- [The task] Please tally every line in the listing below where the word "Target" appears, then give the number and nothing more.

- [Supplied data]
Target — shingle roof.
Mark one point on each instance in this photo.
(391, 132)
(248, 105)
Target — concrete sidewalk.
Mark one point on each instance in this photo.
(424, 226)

- [Answer to this problem] 2